Text provided =>
** BEGIN **

Also, has anyone ever heard of a show requiring the horse to run to the right barrel first? A friend of mine who is in the same horse club mentioned that she thought most of our shows require that, but I can't get a hold of the woman running the shows until the end of the week. Thing is, when I first started practicing with Magic, I found out right away that she prefers the left barrel... she just seems to run better that way. For now, I'm not real concerned with winning first prize or anything, and I mostly show because it gives me an idea of how well she's doing versus other horses, so is it alright to just let her run to the left for now, or should I start getting her used to the right barrel right away?

Thanks for all the help, everyone~


----------



## Spastic_Dove (Oct 4, 2007)

I have never been to a barrel race that designated which barrel you need to run first. Do what works well for your horse. 
I have a normal pair of roping reins. For barrels, I put a knot in either side to make them a shorter gaming length. I like rather short reins for barrels on the horse I am on now.

** END **

Extracted material =>
** BEGIN **

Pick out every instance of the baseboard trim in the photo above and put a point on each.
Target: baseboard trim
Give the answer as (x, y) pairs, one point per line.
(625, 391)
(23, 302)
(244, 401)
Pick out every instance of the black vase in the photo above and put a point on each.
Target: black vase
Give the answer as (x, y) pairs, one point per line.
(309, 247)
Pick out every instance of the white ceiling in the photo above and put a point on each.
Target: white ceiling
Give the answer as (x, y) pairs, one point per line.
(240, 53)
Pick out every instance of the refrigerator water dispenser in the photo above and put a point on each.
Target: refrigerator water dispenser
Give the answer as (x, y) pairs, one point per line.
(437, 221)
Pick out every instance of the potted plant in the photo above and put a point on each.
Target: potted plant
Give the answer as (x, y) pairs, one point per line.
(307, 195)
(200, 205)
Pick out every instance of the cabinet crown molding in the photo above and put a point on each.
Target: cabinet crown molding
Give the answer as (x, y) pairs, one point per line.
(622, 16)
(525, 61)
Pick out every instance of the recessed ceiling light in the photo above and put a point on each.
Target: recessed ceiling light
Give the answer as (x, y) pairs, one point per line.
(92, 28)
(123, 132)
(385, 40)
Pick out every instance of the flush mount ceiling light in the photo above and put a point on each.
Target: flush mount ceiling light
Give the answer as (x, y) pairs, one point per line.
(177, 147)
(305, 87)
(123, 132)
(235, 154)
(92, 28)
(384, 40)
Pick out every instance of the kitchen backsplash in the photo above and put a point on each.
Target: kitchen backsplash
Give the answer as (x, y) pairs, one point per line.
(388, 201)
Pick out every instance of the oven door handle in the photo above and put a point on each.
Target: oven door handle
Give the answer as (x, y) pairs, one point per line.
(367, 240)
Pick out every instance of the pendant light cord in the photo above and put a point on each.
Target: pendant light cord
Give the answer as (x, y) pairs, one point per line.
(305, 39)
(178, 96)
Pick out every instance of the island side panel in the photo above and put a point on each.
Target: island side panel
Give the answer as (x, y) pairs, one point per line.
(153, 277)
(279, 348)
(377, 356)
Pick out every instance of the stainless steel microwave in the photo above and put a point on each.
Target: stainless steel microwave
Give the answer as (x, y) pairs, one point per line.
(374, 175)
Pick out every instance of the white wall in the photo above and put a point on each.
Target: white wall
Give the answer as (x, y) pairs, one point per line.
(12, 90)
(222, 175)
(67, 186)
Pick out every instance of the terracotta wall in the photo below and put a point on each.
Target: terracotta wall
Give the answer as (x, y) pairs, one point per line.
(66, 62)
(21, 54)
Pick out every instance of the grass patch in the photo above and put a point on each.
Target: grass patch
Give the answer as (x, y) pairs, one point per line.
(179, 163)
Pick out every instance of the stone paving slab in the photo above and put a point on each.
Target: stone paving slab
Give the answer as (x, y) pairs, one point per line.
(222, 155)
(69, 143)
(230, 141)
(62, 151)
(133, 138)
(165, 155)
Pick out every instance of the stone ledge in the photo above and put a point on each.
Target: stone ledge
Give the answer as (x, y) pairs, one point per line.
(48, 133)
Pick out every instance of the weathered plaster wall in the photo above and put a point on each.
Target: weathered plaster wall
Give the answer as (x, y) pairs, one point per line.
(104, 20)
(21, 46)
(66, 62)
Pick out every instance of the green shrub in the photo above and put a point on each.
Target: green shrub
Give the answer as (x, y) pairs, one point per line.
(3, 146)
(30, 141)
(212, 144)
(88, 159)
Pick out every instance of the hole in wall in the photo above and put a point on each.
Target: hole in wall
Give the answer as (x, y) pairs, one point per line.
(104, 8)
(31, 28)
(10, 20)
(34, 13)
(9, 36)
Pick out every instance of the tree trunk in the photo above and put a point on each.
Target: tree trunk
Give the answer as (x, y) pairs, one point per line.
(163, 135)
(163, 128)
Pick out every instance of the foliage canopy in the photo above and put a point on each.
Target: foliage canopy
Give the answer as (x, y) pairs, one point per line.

** END **

Direction =>
Return the passage of the barrel racing text exactly, starting at "## Spastic_Dove (Oct" and ending at "I am on now.".

Full solution =>
## Spastic_Dove (Oct 4, 2007)

I have never been to a barrel race that designated which barrel you need to run first. Do what works well for your horse. 
I have a normal pair of roping reins. For barrels, I put a knot in either side to make them a shorter gaming length. I like rather short reins for barrels on the horse I am on now.